_What you should do_. Convert the entries below, from the line containing "In the photo above, where can the shadowed" through the final line, into a Markdown table with the columns Row and Entry line. Give each line its own numbered row and leave out any blank lines.

_Data records_.
........
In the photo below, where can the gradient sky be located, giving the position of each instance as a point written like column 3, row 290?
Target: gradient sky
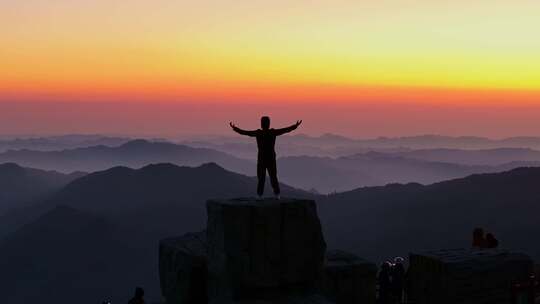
column 450, row 57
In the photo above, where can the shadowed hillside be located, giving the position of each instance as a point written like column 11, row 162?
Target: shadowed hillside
column 385, row 221
column 138, row 206
column 134, row 154
column 21, row 186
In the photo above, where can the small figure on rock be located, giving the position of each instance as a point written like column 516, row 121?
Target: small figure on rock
column 266, row 158
column 139, row 296
column 491, row 241
column 398, row 279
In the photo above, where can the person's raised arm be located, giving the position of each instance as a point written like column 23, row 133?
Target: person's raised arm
column 288, row 129
column 242, row 132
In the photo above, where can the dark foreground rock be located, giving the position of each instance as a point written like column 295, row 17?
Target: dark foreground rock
column 348, row 279
column 262, row 248
column 183, row 269
column 292, row 299
column 466, row 276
........
_Result of this exercise_.
| Row | Entry line |
|---|---|
| 1 | In the photo above, where can the shadowed hillside be located, giving the position of each instance as a point written like column 11, row 162? |
| 2 | Target: shadowed hillside |
| 3 | column 385, row 221 |
| 4 | column 138, row 206 |
| 5 | column 134, row 154 |
| 6 | column 21, row 186 |
| 7 | In the photo above, where can the small figure on rock be located, giving the position of each instance as a point written like column 516, row 121? |
| 8 | Target: small figure on rock |
| 9 | column 266, row 158 |
| 10 | column 139, row 296 |
| 11 | column 491, row 241 |
| 12 | column 398, row 279 |
| 13 | In the photo above, where can the person's raised arm be located, giving the position of each instance as a point written like column 23, row 133? |
| 14 | Target: person's raised arm |
| 15 | column 288, row 129 |
| 16 | column 242, row 132 |
| 17 | In the photo above, where can the dark foreground rock be located, giving the position of each instance as a point written like column 295, row 17? |
| 18 | Target: dark foreground rock |
| 19 | column 348, row 279 |
| 20 | column 262, row 248 |
| 21 | column 183, row 269 |
| 22 | column 292, row 299 |
| 23 | column 466, row 276 |